● **What is needed**
Arrange the listing from the line containing "Target: eyebrow" through the line containing "(1115, 235)" as a two-column CSV with the headers text and answer. Give one row per listing, put each field in double quotes, and replace line breaks with spaces.

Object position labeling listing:
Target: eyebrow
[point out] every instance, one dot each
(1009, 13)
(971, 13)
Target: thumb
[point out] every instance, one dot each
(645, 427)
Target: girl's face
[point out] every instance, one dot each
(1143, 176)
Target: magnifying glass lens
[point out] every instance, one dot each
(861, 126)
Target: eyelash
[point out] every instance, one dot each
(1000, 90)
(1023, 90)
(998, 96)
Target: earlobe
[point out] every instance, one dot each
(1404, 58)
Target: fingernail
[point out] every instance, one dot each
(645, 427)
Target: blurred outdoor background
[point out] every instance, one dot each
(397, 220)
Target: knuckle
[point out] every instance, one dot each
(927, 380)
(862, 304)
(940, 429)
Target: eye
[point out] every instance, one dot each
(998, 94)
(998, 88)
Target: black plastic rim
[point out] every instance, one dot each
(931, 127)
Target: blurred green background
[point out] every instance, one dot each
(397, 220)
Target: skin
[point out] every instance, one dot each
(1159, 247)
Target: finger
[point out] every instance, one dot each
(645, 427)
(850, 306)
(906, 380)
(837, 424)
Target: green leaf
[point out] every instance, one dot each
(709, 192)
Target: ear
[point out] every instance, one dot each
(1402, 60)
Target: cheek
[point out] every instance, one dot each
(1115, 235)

...

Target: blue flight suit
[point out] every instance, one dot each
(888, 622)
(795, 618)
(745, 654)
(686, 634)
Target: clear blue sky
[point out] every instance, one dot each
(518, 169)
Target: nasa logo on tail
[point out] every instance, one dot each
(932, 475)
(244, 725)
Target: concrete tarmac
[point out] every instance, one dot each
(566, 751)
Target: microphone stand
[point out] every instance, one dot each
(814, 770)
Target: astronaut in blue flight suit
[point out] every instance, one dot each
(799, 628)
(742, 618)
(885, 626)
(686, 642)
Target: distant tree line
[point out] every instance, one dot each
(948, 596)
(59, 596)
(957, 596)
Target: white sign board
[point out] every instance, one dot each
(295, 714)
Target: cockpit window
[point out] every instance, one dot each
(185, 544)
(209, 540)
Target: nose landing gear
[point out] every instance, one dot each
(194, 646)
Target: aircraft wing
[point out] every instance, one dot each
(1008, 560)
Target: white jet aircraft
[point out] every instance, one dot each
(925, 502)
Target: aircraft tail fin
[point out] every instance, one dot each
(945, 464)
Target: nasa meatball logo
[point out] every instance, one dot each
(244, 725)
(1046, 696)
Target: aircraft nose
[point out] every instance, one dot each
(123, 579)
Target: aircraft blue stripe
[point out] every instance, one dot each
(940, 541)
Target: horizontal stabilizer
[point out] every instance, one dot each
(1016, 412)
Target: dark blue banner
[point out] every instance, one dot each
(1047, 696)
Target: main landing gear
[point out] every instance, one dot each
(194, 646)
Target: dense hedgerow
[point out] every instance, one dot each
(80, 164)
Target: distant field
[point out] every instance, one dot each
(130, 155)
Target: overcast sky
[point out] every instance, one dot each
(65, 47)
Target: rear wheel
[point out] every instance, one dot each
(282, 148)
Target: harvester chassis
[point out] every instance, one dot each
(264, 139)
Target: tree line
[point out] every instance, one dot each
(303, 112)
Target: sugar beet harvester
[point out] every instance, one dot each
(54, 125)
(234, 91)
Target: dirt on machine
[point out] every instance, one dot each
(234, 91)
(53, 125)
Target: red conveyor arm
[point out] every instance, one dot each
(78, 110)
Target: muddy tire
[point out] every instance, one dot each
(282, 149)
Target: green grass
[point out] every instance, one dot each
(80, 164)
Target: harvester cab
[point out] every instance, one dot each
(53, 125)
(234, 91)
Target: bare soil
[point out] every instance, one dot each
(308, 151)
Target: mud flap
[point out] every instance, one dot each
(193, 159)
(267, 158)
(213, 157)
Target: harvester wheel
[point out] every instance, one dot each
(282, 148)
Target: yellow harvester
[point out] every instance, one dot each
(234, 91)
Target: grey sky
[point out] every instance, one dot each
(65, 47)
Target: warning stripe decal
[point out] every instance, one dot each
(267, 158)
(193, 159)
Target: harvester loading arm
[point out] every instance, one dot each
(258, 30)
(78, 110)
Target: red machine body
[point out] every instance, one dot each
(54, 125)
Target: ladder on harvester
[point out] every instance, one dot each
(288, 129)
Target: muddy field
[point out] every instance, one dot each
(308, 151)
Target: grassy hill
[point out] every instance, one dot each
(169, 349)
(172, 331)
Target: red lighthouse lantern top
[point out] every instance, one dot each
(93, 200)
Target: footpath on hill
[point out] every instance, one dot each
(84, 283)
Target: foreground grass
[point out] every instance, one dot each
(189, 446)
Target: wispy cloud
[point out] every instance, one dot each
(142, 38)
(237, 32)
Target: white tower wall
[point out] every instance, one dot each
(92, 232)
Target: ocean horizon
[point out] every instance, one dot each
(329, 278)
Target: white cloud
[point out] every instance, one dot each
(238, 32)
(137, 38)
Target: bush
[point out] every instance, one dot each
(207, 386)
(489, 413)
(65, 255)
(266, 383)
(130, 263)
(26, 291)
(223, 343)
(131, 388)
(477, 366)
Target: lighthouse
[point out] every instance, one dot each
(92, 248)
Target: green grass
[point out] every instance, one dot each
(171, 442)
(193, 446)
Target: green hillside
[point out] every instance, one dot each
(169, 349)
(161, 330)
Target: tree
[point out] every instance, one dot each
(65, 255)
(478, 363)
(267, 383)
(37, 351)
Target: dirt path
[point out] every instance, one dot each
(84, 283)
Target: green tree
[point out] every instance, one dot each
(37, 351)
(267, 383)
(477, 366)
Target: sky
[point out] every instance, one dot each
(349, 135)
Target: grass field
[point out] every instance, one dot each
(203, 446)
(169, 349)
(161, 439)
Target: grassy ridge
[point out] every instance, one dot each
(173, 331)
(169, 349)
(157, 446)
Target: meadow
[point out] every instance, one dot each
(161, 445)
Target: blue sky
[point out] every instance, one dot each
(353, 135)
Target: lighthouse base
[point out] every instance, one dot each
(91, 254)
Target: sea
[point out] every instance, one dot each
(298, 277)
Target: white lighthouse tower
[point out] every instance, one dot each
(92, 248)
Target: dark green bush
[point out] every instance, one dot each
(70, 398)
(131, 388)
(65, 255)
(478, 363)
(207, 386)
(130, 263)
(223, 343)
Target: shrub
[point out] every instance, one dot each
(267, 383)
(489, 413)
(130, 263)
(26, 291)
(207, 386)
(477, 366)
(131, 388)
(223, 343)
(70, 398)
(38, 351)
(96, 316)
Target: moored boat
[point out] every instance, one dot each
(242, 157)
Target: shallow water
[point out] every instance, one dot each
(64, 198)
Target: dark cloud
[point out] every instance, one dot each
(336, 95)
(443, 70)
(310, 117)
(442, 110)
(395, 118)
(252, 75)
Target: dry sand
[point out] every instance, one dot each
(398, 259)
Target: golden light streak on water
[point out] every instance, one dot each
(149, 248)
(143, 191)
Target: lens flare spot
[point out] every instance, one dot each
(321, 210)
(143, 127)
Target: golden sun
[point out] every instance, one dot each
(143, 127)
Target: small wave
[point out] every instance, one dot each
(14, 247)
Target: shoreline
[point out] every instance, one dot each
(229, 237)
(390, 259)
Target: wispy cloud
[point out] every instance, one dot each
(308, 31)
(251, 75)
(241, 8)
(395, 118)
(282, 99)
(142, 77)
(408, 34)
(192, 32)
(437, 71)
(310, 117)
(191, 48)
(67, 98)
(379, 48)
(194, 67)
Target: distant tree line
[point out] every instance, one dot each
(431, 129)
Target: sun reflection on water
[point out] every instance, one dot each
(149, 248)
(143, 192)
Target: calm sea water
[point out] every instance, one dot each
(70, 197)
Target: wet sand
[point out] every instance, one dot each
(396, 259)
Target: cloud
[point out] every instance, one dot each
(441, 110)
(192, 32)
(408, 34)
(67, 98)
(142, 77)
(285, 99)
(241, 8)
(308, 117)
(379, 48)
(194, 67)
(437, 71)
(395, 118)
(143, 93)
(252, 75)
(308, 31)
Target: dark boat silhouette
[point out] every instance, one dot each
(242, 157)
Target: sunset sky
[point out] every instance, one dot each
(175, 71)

● **Solved exercise**
text,answer
"Target: eyebrow [point out] every instance, one dot each","(1009, 13) (971, 13)"
"Target: thumb [point out] every instance, one dot each","(645, 427)"
"Target: girl's face [point out] every instance, one dot each","(1143, 176)"
"Target: magnifying glass lens [point out] every instance, one dot each","(861, 126)"
"Target: eyelash [point out] every instance, one dot each","(1000, 90) (1023, 90) (998, 96)"
"Target: earlobe [point out] every instance, one dot each","(1404, 58)"
"Target: fingernail [point out] every instance, one dot each","(645, 427)"
"Target: blurred outdoor background [point out] every instance, one dot each","(397, 220)"
"Target: knuckle [point out] every instance, one dot each","(927, 380) (862, 304) (940, 429)"
"Target: eye [point out] every instance, one dot each","(998, 94) (998, 88)"
"Target: black plastic rim [point out] every instance, one dot each","(931, 127)"
"Target: blurred green background [point out] every instance, one dot each","(397, 220)"
"Target: skin [point out] every instance, one dot each","(1159, 247)"
"Target: finger [point out] every instance, one dot each","(645, 427) (850, 306) (906, 380) (837, 424)"
"Target: green leaf [point out] every instance, one dot each","(709, 192)"
"Target: ear [point out] every instance, one dot each","(1402, 60)"
"Target: cheek [point out] every instance, one dot each","(1115, 235)"